■ EXERCISE TASK 1
According to the content marketing post, what is the secret edge CMOs can gain from content marketing?
■ EXERCISE TASK 2
Continue the post on content marketing and hiring from the point where it stops.

■ DOCUMENT EXCERPT
◇ ◇ ◇ ◇

Sad to say, because someone is an outstanding SME, doesn’t automatically make them a prolific, skillful content creator.
Research by the Content Marketing Institute and MarketingProfs finds that the biggest challenges B2B marketers face when it comes to content marketing are generating valuable content, and generating enough content.
I’m convinced a major factor underlying those twin challenges is this: Corporate marketers who absolutely want to execute a robust, ongoing content marketing strategy, but find themselves unable to get enough SMEs to contribute on a consistent basis.
A Content Marketing Secret Advantage
The bad news? This post won’t help you solve the problem of getting SMEs involved and contributing. Although we’ll keep working on it, as it’s one of the problems we’re often called upon to help clients solve. Follow Content Is Marketing for future posts on and around that topic.
The good news? There’s at least one way CMOs can use content marketing, starting now, to get the right people on board and contributing effectively. It’s an advantage in this case for the same reason content marketing can be such a challenge for SMEs: Because being able to generate and execute content ideas isn’t something everyone can do, do well, and do consistently.
So, what’s the secret edge CMOs can gain from content marketing?
Use it as a screening tool when hiring.
That’s right. As you sort through candidates for that next opening — looking for something by which to separate one from the other, and on which to predict their future performance — consider giving them a homework assignment.
Challenge them to come back to you with a description of a big-idea content strategy and program, one that would set your organization apart from the competition and engage your most important audience(s) as never before.
Or, if you’ve already got a significant content strategy up and running, ask them to pitch you four or five ideas for new content assets. What would the topics be? Where would you find the subject-matter expertise on which to base the content? In what format would each asset deliver? Where would they fit in the audience’s consideration and buying continuum for your product or service?

◇ ◇ ◇ ◇

■ INFORMATION SUPPLIED
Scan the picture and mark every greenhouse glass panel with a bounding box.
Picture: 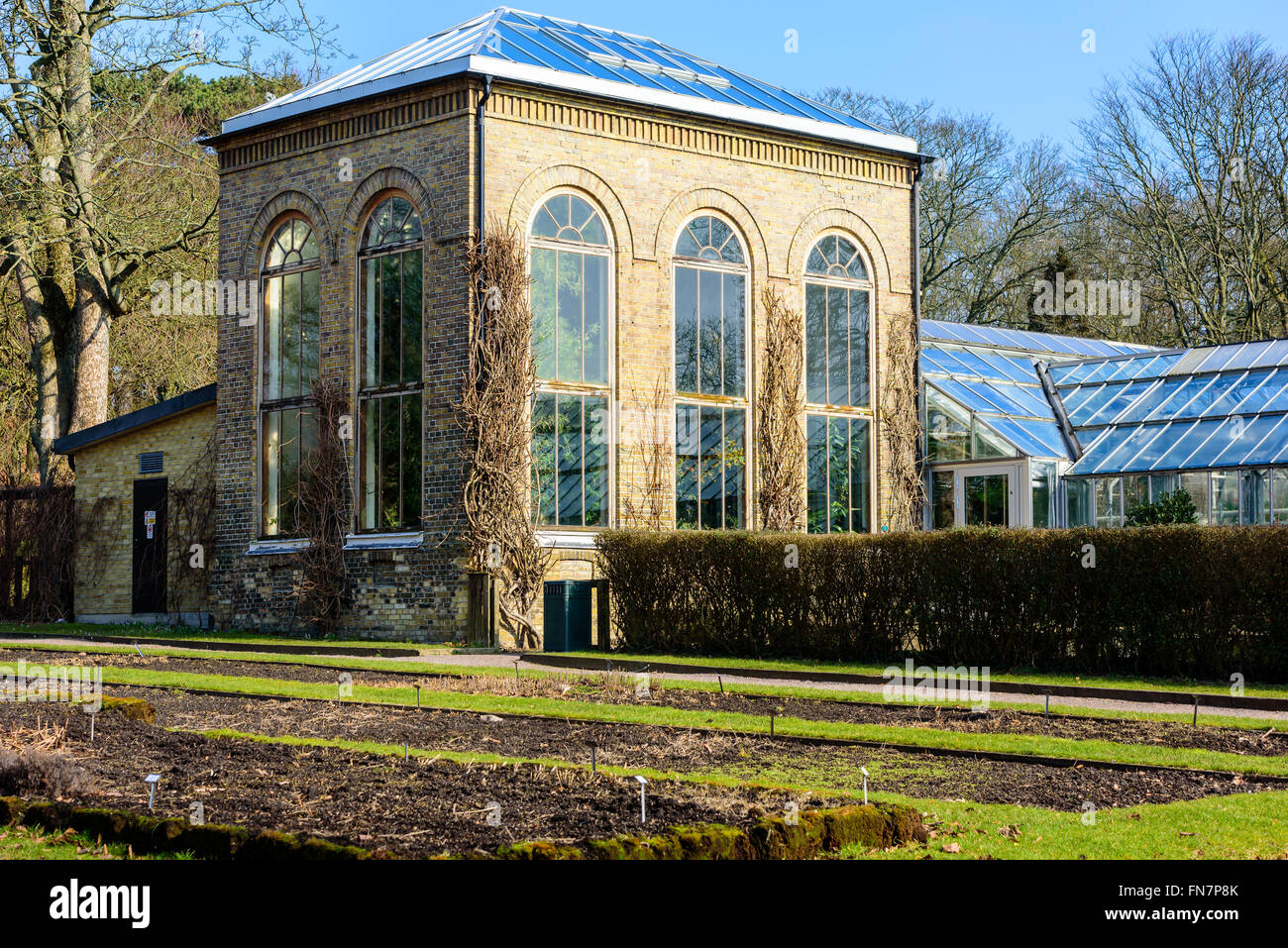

◇ ◇ ◇ ◇

■ WRITTEN REPLY 1
Using it as a screening tool when hiring.

■ WRITTEN REPLY 2
I’m convinced one of the best ways to know whether a job candidate has the ability to understand a company’s value proposition, target audience, and the sales and marketing dynamics of your category, is whether they can imagine content that would engage your audience while complementing your brand and being a catalyst for growing your business.
Theoretically, using content marketing as hiring tool will help you build a staff that is better equipped to support you in at least three important ways:
- Solicit, edit and manage what contributions you can get from those busy (reluctant?) internal SMEs.
- Generate content on their own.
- Manage external content marketing resources and partners.
What do you think — good idea? Have you used this sort of approach to get a feel for a job candidate’s content marketing abilities and potential? If so, tell us what sort of assignment you gave them and how it turned out.
This post, originally published on Hanley Wood Marketing’s Content Is Marketing blog, is cross-posted here for subscribers to Touch Point City. For more marketing ideas and insights from my colleagues at HWM, subscribe to Content Is Marketing.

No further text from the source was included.